■ Exercise aim:
Change "pick planner" to "route planner" in the rows from the line with "Warehouse picking: mark the storefront" up to and including the line with "Warehouse picking: mark the star-shaped". Return only those lines, with everything else left unchanged.

:: Dataset ::

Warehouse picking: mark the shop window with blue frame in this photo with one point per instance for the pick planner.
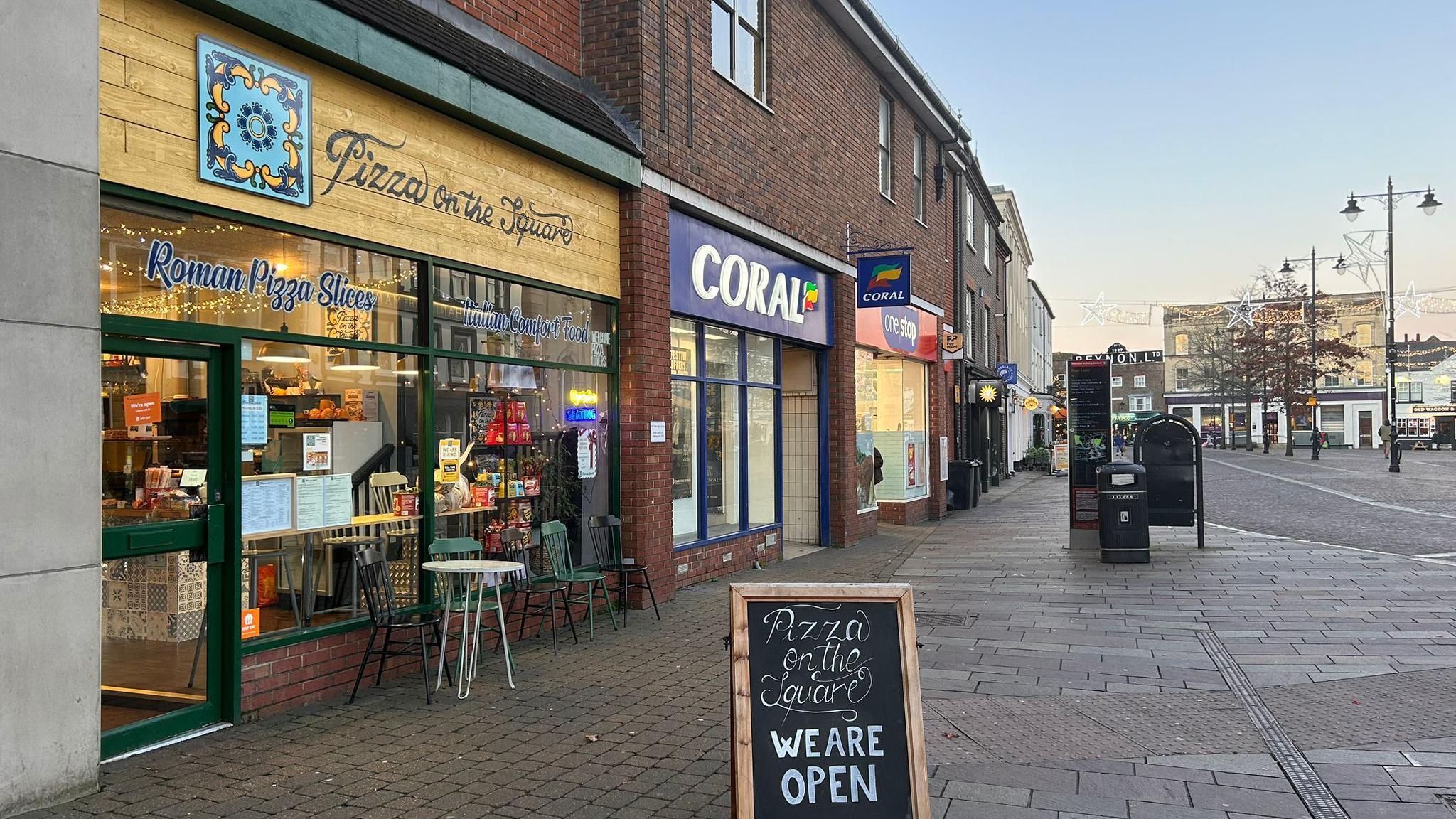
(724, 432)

:::
:: Dataset ::

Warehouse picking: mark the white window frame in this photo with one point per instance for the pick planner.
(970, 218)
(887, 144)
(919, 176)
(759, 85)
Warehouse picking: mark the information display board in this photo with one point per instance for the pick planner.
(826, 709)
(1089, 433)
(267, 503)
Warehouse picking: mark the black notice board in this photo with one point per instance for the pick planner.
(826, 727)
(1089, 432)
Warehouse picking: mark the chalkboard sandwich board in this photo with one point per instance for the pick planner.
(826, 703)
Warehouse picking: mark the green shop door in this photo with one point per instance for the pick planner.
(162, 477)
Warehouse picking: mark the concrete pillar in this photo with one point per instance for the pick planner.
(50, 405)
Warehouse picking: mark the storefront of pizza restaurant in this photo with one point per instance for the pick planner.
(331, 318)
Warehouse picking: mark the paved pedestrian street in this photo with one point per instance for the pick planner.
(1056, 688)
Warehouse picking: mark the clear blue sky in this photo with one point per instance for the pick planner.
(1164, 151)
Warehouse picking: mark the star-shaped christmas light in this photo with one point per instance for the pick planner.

:::

■ Solution below:
Warehouse picking: mark the storefront of pizza restaurant in this photo with one point per instance for the route planner.
(331, 318)
Warehouse picking: mark the paved pedestrian street in this photo with one point per instance for the route planner.
(1056, 688)
Warehouse picking: mark the clear blue sky in this photo with one point per instance for the route planner.
(1164, 151)
Warehouse picking: mark the star-shaped christmas light in this photo with one point per instance for the route planner.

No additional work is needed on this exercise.